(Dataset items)
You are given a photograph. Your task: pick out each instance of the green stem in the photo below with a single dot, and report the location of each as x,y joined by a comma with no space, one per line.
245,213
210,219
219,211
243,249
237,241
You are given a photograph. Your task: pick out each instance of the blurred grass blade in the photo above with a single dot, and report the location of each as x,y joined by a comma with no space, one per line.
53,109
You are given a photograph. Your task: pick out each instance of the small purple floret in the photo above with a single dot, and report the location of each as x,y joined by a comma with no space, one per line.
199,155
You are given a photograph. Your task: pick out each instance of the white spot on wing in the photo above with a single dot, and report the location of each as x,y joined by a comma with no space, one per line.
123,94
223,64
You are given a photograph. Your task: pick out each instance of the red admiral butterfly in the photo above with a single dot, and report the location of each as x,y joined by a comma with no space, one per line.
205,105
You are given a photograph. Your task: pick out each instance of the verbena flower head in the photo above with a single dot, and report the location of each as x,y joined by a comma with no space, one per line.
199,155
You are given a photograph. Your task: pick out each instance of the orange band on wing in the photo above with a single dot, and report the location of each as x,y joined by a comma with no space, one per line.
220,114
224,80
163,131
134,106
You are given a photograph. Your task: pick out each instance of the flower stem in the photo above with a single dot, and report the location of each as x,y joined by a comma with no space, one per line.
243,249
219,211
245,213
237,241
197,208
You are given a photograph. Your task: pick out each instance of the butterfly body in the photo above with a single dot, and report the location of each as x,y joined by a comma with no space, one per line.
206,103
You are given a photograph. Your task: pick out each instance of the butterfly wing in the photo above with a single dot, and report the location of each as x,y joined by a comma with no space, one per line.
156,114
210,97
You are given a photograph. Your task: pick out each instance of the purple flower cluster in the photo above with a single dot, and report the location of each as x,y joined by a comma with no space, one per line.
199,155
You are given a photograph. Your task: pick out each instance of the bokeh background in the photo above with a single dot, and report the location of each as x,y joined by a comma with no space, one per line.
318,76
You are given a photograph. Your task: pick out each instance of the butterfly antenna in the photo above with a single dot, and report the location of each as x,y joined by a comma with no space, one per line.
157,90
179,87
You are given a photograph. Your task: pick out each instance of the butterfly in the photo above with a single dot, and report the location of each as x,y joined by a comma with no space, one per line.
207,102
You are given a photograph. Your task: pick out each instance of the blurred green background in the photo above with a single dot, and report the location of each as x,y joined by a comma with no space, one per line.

WRITTEN EXERCISE = Reproduce the full listing exactly.

FINAL RESULT =
You are given a photograph. Your task: pick out each instance of the green stem in the photo below with a single dot, and report the location of each as x,y joined by a comma with no space, one per line.
245,213
210,219
219,211
243,249
237,241
You are given a photograph. Your task: pick out each instance of the blurred grass blade in the photo above with a single dot, and report the location of each as x,y joined by a comma with no space, one per line.
53,109
You are given a photograph. Your task: pick out each instance of the small purple floret in the photo above with a single dot, and report the location of each as x,y joined by a comma with no space, one per line.
199,155
You are given a photograph. Your task: pick out each instance of the white spot on wing in the photo above with a single dot, and report the location of each as x,y joined by a comma with no space, one per line.
123,94
223,64
You are given a photograph. Your task: pick out each instance of the red admiral butterfly in the photo above with a single dot, and report the location of each as x,y joined by a comma with no space, one per line.
205,105
You are given a photograph. Your task: pick out each instance of the verbena flower head in the photo above with a single dot, and report the location of each as x,y joined by a comma with no space, one per line.
199,155
You are given a photograph. Your task: pick out each instance of the orange band on wing in the photo above with a single dot, and report the location of each as x,y joined by a comma with no space, one per line.
220,114
224,80
163,131
134,106
You are given a photograph. Your task: pick out each instance of the flower stem in the photo above with a single dot, and report the location of each as x,y joined by a comma with no space, one per line.
243,249
219,211
245,213
237,241
197,208
You are given a photograph. Your task: pick out each instance of the butterfly body in the photo above with a single dot, and report the location of each as x,y joined by a comma with no space, one per line.
206,103
You are given a photograph. Your task: pick out each instance of the butterfly wing in the photo above with a single dot, and report the location of each as x,y joined by a comma with no space, one per line.
156,114
210,97
You are given a photograph. Your task: pick out each instance of the purple flower cluster in the photo above with a single dot, and report the location of each as x,y joined by a comma with no space, one per line.
199,155
You are given a photograph. Your task: pick out each instance of the bokeh background in the photo above with a single dot, and report the location of each as x,y joined by a comma with no space, one per line.
318,76
You are given a photograph. Your task: pick out each instance of the butterfly antenna in the photo above with a single dot, and report the location of each as x,y joined by a comma with no space, one per line.
157,90
179,87
You are given a photograph. Your task: pick out each instance of the butterfly in the photo above with a single dot, and report the location of each as x,y joined by a comma with no space, one per line.
207,102
You are given a photograph. Your task: pick out each instance of the blurred green background in the photo above with a single dot, and report the location of each as x,y joined by a comma with no space, one per line.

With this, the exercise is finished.